--- start ---
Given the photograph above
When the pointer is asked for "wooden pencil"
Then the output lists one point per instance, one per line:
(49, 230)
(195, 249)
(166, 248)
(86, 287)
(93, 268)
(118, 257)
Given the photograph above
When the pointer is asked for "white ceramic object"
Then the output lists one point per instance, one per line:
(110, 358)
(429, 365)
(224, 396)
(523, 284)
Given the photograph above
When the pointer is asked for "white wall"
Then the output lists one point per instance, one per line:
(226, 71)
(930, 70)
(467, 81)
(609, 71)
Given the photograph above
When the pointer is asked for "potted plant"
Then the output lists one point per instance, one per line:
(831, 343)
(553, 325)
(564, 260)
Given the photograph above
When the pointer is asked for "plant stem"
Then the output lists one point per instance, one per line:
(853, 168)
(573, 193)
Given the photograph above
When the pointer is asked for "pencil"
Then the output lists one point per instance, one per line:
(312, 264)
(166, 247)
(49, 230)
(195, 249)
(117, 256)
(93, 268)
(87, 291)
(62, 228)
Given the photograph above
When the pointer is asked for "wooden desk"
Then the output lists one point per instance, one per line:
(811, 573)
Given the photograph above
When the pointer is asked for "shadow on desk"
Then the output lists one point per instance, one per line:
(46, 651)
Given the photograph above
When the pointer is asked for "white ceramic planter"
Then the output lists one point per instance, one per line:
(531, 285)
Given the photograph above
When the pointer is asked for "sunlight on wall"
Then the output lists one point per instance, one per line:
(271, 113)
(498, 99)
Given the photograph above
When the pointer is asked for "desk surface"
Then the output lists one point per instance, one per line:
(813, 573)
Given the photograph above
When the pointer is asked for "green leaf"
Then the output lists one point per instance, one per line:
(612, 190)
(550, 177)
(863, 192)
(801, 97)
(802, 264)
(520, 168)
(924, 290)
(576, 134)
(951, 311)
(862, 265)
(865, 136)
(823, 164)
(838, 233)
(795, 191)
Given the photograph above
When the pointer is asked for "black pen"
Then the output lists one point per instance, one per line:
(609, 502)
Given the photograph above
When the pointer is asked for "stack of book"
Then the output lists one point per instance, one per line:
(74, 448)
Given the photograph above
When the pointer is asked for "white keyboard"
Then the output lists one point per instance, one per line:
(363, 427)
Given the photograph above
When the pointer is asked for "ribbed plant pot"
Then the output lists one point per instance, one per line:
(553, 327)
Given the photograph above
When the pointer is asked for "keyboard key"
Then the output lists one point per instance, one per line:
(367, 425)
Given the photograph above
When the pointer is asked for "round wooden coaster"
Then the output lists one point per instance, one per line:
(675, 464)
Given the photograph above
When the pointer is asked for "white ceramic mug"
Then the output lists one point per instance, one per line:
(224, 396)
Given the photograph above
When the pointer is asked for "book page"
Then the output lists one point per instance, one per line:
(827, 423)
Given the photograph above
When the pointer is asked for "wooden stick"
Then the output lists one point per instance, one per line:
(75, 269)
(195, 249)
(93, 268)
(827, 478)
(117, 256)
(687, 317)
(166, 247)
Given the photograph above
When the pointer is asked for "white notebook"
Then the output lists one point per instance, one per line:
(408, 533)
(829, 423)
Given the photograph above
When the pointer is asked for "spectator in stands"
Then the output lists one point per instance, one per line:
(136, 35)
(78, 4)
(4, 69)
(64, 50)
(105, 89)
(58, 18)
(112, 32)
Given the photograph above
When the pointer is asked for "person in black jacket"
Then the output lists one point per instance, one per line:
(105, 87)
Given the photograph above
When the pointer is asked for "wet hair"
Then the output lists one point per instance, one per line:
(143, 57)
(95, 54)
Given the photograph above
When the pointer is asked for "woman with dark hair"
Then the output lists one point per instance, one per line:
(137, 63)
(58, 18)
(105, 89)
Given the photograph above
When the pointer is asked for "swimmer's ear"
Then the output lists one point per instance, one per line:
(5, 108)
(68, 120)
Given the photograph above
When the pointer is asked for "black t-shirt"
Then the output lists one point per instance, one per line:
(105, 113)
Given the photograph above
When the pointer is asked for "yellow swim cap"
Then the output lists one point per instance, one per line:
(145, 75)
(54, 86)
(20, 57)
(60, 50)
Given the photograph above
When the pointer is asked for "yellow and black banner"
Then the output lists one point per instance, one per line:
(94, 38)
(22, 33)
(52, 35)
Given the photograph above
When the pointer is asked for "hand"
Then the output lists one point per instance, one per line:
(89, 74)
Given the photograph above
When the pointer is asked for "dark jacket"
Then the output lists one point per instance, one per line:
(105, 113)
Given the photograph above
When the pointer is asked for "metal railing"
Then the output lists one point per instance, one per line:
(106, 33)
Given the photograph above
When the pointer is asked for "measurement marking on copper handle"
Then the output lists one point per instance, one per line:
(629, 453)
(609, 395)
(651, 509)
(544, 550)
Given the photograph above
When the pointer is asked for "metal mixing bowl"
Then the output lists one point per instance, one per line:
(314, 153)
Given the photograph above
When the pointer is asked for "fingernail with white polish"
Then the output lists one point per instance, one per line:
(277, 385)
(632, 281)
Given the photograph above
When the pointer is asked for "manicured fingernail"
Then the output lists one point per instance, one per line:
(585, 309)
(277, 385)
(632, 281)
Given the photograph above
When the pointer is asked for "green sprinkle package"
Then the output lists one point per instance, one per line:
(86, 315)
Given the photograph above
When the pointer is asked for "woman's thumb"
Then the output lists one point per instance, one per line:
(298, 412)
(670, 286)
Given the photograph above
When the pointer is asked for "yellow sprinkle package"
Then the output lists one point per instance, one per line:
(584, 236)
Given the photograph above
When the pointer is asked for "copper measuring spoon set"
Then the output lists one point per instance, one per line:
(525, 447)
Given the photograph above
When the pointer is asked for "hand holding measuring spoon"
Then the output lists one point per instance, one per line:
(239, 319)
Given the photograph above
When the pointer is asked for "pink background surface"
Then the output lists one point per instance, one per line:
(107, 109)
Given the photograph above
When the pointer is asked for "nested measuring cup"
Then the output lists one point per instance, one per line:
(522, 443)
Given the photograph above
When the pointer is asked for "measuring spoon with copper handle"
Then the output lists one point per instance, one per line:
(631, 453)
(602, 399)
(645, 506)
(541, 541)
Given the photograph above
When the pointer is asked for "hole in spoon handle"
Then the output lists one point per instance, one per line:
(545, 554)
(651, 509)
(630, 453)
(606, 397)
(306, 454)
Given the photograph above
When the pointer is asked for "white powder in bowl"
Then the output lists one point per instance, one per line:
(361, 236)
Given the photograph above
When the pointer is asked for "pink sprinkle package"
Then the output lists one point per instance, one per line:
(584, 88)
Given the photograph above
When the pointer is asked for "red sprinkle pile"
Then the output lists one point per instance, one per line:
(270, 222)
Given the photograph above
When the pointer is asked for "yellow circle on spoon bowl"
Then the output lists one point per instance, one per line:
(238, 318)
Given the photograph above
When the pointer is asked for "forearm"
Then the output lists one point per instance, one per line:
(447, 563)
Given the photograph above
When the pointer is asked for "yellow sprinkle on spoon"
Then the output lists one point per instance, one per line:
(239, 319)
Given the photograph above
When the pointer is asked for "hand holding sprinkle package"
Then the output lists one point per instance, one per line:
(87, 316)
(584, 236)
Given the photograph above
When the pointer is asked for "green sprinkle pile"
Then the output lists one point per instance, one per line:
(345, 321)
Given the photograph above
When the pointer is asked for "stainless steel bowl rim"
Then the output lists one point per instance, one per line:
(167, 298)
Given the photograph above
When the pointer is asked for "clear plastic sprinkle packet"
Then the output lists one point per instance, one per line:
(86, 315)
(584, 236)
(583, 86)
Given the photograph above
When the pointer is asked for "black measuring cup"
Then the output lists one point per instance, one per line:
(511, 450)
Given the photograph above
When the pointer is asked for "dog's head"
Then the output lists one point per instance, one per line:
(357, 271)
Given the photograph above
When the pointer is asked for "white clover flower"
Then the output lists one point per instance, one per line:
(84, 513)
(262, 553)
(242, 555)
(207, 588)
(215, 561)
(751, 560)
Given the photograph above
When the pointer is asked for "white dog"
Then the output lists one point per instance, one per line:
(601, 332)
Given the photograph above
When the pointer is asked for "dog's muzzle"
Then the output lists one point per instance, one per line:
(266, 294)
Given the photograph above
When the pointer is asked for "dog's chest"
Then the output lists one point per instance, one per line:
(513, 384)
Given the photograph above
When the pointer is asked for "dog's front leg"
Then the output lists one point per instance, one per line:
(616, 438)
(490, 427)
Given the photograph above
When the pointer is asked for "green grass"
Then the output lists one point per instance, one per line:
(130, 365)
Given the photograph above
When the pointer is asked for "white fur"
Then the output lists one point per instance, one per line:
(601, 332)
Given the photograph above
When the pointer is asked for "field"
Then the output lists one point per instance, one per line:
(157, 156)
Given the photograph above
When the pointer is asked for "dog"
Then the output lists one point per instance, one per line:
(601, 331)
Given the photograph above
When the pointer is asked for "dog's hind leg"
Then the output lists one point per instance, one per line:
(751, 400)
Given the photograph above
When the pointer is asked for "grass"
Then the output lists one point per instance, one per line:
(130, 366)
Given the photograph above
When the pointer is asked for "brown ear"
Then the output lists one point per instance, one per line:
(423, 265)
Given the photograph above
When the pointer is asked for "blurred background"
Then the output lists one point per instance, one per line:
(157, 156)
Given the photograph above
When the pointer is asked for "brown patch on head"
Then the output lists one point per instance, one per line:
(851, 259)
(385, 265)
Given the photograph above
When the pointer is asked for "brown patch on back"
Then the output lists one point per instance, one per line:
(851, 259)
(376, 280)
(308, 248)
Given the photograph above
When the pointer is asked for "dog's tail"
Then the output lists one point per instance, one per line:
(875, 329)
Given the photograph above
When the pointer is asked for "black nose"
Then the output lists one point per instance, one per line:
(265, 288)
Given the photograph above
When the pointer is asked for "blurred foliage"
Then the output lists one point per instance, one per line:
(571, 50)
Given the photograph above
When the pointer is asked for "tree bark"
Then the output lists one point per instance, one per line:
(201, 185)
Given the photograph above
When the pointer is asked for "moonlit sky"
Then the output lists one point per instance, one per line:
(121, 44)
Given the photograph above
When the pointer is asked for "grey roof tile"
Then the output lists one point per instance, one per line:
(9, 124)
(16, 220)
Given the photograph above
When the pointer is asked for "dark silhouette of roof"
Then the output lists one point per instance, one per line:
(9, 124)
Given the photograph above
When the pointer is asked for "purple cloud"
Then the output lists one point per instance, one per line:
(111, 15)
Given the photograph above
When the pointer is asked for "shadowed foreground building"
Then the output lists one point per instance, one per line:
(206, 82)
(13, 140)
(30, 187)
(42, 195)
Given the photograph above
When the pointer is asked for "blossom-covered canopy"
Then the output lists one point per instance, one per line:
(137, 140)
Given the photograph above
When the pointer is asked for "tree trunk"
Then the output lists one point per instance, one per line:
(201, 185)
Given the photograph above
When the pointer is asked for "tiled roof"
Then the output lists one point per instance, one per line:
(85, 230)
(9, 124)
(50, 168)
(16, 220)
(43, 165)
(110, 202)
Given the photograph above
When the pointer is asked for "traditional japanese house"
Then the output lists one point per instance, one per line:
--- end ---
Request: Count how many lines of the records contain the word "desk", and reply with only that number.

Solution for this problem: 3